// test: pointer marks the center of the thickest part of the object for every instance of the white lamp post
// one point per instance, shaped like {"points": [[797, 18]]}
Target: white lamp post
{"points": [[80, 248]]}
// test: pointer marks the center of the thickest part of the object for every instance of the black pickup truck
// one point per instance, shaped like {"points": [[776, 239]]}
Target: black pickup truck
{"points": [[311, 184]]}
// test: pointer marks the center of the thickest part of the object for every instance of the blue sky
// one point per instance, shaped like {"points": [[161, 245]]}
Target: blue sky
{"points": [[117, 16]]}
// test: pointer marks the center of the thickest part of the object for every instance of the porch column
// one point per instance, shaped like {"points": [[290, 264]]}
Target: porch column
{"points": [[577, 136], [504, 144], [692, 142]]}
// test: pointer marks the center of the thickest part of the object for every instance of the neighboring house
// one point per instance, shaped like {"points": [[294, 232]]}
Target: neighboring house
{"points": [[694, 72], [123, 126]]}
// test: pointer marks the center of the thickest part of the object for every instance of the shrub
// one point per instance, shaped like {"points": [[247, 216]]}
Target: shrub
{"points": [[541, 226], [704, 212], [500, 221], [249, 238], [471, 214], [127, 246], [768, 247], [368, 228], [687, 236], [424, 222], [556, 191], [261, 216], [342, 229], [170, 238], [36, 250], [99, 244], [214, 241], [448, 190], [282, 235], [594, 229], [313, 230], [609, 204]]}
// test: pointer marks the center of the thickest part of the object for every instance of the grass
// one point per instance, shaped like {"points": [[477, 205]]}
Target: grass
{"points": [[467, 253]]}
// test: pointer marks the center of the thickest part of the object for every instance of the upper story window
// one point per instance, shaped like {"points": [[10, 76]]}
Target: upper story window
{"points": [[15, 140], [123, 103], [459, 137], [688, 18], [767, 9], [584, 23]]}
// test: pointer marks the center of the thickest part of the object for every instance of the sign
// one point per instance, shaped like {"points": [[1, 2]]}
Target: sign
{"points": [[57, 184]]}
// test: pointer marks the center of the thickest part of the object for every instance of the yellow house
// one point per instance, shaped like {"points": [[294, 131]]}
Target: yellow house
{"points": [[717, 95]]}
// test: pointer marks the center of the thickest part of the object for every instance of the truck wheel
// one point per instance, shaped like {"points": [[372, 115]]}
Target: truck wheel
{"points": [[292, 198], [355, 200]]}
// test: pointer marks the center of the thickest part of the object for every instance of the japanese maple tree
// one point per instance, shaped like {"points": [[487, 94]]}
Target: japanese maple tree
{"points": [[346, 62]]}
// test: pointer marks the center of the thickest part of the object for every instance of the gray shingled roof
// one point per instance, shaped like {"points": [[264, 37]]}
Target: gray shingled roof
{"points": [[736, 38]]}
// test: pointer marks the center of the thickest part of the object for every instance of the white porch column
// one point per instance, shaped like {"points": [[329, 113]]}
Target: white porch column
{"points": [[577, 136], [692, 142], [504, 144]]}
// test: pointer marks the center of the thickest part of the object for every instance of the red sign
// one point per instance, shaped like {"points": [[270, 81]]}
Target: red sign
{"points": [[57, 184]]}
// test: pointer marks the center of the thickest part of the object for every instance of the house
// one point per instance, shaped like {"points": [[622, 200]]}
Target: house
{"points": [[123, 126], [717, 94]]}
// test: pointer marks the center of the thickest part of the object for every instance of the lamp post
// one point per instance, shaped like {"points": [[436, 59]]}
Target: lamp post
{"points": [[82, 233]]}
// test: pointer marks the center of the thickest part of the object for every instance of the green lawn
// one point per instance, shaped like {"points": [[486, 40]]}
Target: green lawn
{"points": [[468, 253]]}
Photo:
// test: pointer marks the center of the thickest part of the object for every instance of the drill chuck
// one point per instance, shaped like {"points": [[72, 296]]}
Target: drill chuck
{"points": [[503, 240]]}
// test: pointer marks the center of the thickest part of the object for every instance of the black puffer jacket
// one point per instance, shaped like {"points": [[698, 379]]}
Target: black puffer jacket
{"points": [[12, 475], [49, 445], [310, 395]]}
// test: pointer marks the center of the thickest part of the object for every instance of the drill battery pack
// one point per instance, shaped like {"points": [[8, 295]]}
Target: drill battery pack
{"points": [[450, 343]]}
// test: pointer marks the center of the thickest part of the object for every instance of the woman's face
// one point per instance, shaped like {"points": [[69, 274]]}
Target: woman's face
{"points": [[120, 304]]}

■ **Task statement**: Give the material above again, word for word.

■ **Answer to this task**:
// test: pointer marks the center of the thickest part of the object for every instance of the white lamp post
// one point per instance, shaped like {"points": [[797, 18]]}
Target: white lamp post
{"points": [[80, 248]]}
// test: pointer marks the center of the thickest part of the object for every instance of the black pickup truck
// one point per instance, shaped like {"points": [[776, 239]]}
Target: black pickup truck
{"points": [[311, 184]]}
// test: pointer marks the center of the thickest part of the object for every instance of the blue sky
// one point per instance, shaped like {"points": [[161, 245]]}
Target: blue sky
{"points": [[117, 16]]}
// test: pointer marks the center of the thickest part of the object for every instance of the porch column
// one point per instance, shaped like {"points": [[290, 264]]}
Target: porch column
{"points": [[577, 136], [504, 144], [692, 142]]}
// test: pointer marks the center of the thickest part of the object for every instance of the neighboring house
// one point per instance, shaped like {"points": [[294, 232]]}
Target: neighboring house
{"points": [[694, 72], [123, 126]]}
// test: pointer marks the center of the thickest part of the object for every instance of the shrub
// one point per instance, shaped like {"points": [[247, 216]]}
Target: shrub
{"points": [[541, 226], [704, 212], [500, 221], [249, 238], [471, 214], [127, 246], [768, 247], [368, 228], [687, 236], [424, 222], [556, 191], [261, 216], [342, 229], [170, 238], [36, 250], [99, 244], [214, 241], [448, 190], [282, 235], [594, 229], [313, 230], [609, 204]]}
// test: pointer marks the center of the thickest part of the object for every instance of the grass
// one point per instance, shaped like {"points": [[477, 205]]}
Target: grass
{"points": [[467, 253]]}
// test: pointer marks the center of the thickest part of the object for every instance of the upper story window
// one point per instance, shaped like {"points": [[10, 76]]}
Target: upper story window
{"points": [[15, 140], [123, 103], [459, 137], [688, 18], [767, 9], [584, 23]]}
// test: pointer marks the center of the thickest part of the object for every instance of the sign
// one point per instance, shaped like {"points": [[1, 2]]}
Target: sign
{"points": [[57, 184]]}
// test: pointer marks the center of the thickest part of the object for every instance of the yellow house
// one point per instance, shaped like {"points": [[294, 131]]}
Target: yellow house
{"points": [[717, 95]]}
// test: pointer marks the center of the thickest part of the object for every instance of the truck wheel
// one point per instance, shaped like {"points": [[372, 115]]}
Target: truck wheel
{"points": [[292, 198], [355, 200]]}
// test: pointer marks the center of the thickest part of the object for every instance of the japanese maple tree
// one point per instance, shaped like {"points": [[487, 94]]}
Target: japanese maple tree
{"points": [[346, 62]]}
// test: pointer marks the center of the thickest part of the object for every instance of the gray shingled roof
// one point per instance, shaped like {"points": [[264, 37]]}
Target: gray shingled roof
{"points": [[736, 38]]}
// test: pointer marks the center of the thickest part of the object for every instance of the white porch column
// one point per instance, shaped like {"points": [[329, 113]]}
Target: white porch column
{"points": [[577, 136], [692, 142], [504, 144]]}
// test: pointer marks the center of the thickest part of the object for every instance of the red sign
// one point per instance, shaped like {"points": [[270, 81]]}
Target: red sign
{"points": [[57, 184]]}
// test: pointer marks the center of the thickest part of the object for every instance of the house
// one point per instance, shaped like {"points": [[622, 200]]}
Target: house
{"points": [[123, 126], [717, 94]]}
// test: pointer marks the center of the thickest part of the object for every instance of the lamp post
// one point per instance, shaped like {"points": [[436, 59]]}
Target: lamp post
{"points": [[82, 233]]}
// test: pointer marks the center of the thickest part of the object for every instance of the green lawn
// one point per instance, shaped like {"points": [[486, 40]]}
Target: green lawn
{"points": [[468, 253]]}
Photo:
// test: pointer marks the center of the thickest part of the object for every instance of the drill chuck
// one point per instance, shaped like {"points": [[72, 296]]}
Target: drill chuck
{"points": [[503, 240]]}
// test: pointer marks the center of the thickest part of the object for every instance of the black puffer jacket
// one point per instance, shaped like {"points": [[698, 379]]}
Target: black puffer jacket
{"points": [[12, 475], [49, 445], [310, 395]]}
// test: pointer marks the center of the thickest part of the object for every instance of the drill battery pack
// one point per instance, shaped like {"points": [[8, 295]]}
Target: drill battery pack
{"points": [[450, 343]]}
// test: pointer marks the center of the thickest part of the object for every instance of the woman's face
// one point per instance, shaped like {"points": [[69, 274]]}
Target: woman's face
{"points": [[120, 304]]}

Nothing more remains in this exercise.